• Problem requirements
State how many lines in the rows below contain the word "black". Give only the number.

** start Source records **

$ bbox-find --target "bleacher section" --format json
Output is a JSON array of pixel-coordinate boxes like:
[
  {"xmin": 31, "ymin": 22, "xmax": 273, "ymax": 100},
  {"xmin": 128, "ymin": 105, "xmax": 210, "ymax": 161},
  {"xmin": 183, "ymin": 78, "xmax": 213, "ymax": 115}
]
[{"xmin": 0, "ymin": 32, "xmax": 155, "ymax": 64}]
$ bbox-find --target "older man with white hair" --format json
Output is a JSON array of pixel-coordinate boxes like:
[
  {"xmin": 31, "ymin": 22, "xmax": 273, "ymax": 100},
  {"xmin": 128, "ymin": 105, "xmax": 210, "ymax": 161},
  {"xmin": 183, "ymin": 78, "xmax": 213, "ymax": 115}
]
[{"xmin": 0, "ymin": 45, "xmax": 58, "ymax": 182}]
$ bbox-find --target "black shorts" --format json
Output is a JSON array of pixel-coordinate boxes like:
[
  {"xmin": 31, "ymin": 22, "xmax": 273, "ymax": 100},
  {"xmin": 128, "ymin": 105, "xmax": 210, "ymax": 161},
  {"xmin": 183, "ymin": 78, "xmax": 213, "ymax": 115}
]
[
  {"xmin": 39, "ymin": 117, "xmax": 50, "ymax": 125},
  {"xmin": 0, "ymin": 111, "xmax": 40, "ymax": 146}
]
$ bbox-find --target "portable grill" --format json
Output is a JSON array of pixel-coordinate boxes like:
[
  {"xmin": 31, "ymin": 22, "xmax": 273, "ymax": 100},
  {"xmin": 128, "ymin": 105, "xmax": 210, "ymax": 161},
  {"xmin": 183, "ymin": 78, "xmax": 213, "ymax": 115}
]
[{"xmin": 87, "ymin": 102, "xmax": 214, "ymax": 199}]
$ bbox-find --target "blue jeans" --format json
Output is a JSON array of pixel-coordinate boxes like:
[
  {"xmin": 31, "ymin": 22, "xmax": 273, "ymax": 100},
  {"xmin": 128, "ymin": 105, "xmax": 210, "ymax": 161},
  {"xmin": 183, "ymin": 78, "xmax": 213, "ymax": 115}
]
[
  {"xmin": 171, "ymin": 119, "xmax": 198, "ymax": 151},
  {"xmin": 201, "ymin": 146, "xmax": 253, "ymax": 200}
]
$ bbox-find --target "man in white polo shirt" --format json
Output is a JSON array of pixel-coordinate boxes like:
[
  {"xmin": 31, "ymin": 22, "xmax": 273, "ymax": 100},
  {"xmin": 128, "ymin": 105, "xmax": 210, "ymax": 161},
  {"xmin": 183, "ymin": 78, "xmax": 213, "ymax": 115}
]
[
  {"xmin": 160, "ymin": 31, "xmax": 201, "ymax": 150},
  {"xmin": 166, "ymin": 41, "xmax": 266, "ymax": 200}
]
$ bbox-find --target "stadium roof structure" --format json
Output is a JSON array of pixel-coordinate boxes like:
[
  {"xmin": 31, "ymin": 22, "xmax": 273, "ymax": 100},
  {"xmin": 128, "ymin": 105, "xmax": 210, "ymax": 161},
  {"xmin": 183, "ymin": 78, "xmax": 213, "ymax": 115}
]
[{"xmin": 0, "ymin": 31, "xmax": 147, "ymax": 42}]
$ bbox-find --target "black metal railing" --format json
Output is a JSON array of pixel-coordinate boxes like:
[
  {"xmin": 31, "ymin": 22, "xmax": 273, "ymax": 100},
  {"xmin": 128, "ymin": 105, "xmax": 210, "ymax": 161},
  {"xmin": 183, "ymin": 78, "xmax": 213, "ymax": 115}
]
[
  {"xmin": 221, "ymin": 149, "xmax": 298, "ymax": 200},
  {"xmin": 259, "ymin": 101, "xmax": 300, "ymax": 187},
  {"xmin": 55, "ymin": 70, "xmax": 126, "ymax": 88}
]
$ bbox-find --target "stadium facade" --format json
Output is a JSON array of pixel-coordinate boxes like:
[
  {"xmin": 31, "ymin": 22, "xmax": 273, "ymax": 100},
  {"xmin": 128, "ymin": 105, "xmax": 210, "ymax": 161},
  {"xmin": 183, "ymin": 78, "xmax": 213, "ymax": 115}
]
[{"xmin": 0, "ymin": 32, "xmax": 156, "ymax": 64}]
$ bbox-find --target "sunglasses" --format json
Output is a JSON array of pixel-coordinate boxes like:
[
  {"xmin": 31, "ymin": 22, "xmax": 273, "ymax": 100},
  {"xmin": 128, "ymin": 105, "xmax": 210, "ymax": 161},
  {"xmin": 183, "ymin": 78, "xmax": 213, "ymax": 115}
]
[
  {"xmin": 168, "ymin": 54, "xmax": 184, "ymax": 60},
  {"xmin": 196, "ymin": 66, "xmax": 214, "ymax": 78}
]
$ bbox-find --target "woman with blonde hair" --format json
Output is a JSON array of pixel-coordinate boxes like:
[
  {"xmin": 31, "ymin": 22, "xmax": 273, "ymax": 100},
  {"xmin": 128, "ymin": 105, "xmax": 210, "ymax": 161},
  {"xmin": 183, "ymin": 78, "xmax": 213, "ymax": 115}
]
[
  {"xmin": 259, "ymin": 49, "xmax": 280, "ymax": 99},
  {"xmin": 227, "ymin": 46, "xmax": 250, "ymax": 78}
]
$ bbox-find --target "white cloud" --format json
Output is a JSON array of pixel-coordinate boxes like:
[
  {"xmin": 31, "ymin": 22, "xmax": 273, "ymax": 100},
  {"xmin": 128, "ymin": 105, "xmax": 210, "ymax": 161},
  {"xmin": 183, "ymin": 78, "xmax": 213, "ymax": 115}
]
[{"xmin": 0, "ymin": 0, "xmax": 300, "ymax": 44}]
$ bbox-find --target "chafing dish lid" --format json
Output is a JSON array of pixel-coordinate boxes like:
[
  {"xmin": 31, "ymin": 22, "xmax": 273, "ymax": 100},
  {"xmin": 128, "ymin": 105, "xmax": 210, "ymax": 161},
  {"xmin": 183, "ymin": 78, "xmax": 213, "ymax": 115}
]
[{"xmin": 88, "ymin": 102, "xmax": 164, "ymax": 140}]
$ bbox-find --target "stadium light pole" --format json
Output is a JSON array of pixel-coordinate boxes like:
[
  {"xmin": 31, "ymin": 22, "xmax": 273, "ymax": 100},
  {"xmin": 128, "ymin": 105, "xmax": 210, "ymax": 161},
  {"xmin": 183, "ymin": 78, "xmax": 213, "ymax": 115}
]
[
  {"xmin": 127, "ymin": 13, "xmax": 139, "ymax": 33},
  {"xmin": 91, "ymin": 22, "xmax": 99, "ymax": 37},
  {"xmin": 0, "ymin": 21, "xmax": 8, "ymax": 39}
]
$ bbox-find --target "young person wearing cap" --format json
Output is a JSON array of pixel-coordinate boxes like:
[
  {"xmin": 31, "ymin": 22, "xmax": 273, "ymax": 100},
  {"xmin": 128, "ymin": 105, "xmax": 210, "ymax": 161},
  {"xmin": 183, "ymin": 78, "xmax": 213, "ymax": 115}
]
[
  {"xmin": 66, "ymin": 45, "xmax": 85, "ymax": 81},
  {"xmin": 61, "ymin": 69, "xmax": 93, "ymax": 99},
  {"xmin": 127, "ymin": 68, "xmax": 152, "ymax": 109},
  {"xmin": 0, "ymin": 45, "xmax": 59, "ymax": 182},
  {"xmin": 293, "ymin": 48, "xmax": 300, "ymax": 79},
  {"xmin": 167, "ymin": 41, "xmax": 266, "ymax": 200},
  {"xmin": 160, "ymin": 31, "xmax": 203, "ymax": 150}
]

** end Source records **

• Answer
2